■ Activity ■
When the line containing "I would be grateful if you could indicate the yellow" appears in the listing below, set it down along with each later line through the end, exactly as written, and nothing before it.

■ Source records ■

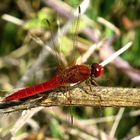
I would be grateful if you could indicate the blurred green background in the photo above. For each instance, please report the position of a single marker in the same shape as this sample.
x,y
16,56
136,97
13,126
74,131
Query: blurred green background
x,y
19,50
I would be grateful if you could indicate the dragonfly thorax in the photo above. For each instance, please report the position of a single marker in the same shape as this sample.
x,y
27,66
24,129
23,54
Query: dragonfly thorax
x,y
96,70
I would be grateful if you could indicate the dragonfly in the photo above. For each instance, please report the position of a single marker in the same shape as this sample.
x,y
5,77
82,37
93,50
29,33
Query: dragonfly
x,y
72,75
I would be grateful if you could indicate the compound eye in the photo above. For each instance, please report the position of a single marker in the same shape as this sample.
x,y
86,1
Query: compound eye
x,y
96,70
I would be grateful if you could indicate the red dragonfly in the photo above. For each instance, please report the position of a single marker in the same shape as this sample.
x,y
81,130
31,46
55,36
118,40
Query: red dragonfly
x,y
72,75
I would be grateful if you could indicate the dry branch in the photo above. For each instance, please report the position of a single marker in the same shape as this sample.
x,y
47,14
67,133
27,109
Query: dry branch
x,y
83,96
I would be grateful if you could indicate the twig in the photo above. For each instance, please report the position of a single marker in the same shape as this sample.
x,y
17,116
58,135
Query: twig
x,y
87,96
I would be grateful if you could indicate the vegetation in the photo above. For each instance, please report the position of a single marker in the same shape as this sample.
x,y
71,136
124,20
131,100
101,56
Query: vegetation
x,y
22,46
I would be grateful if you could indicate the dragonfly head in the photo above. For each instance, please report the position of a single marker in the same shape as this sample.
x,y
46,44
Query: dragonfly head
x,y
96,70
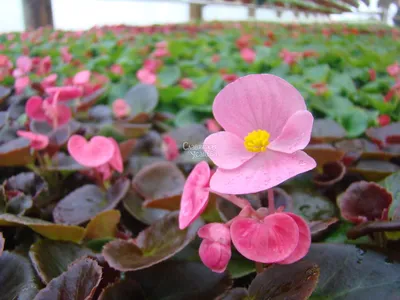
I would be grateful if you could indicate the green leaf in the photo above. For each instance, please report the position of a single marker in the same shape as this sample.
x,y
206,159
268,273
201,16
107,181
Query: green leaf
x,y
17,278
392,185
318,73
169,75
51,258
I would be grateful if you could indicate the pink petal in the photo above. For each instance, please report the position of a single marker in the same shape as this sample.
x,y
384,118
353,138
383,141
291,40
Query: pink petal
x,y
146,77
34,109
66,93
21,84
226,150
263,171
214,255
116,161
257,102
304,240
64,114
271,240
82,77
121,108
296,133
170,148
195,194
38,141
24,63
215,232
98,151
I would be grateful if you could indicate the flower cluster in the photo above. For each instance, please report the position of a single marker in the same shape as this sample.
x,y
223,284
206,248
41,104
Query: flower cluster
x,y
266,127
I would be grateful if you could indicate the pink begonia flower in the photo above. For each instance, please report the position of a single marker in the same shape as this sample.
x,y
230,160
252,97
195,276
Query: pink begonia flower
x,y
213,126
146,77
215,249
152,65
38,141
170,148
66,93
121,109
116,162
24,64
21,84
49,110
321,88
266,126
49,81
161,52
277,238
81,77
94,153
248,55
393,70
117,69
195,194
186,83
65,55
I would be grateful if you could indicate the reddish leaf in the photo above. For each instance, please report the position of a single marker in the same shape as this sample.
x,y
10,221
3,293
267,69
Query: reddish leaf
x,y
157,243
364,201
161,180
87,201
326,130
78,283
389,134
333,172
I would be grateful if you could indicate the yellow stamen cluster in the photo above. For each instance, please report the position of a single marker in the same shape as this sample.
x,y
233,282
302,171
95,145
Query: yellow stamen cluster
x,y
257,141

■ Task output ■
I would be grateful if you could indicate the yellow stamen cluster in the photo above. For each instance, please report the position of a single marker in the same shape as this sample.
x,y
233,282
302,171
95,145
Query: yellow stamen cluster
x,y
257,141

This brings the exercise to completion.